■ EXTRACTED INFORMATION
=== Begin Enclosure ===
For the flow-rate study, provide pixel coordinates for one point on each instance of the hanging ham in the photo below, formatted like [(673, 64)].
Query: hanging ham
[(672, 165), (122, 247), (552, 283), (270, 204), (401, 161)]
=== End Enclosure ===
=== Begin Enclosure ===
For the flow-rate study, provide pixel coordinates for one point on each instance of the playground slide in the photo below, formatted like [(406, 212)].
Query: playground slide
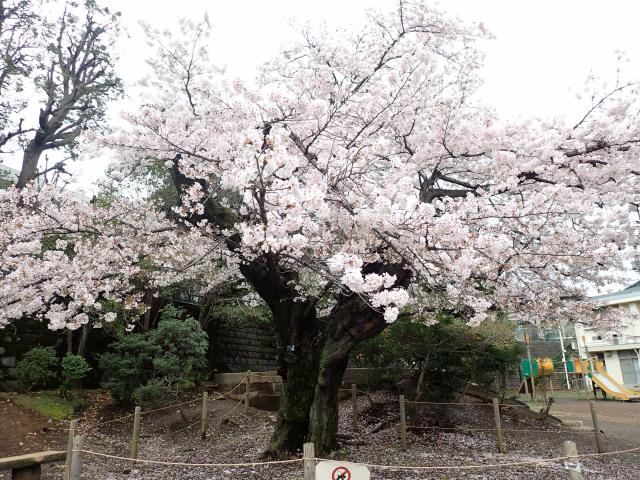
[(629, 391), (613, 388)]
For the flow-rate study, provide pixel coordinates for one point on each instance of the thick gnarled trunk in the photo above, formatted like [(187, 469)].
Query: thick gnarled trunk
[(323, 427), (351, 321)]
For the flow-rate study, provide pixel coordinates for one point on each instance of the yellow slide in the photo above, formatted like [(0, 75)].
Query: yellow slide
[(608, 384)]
=== End Enclosure ===
■ PROBLEM DESCRIPTION
For the word "below", go through the records and show each line that carries it.

■ RESULT OF THE TASK
For the flow-rate study, provide pixel coordinates for one point on each instance of the hanging ham in the photo below, formatted like [(673, 64)].
For the flow-rate study, provide pixel coordinates for one point on each instance of the playground slide in the photo below, formatted like [(406, 212)].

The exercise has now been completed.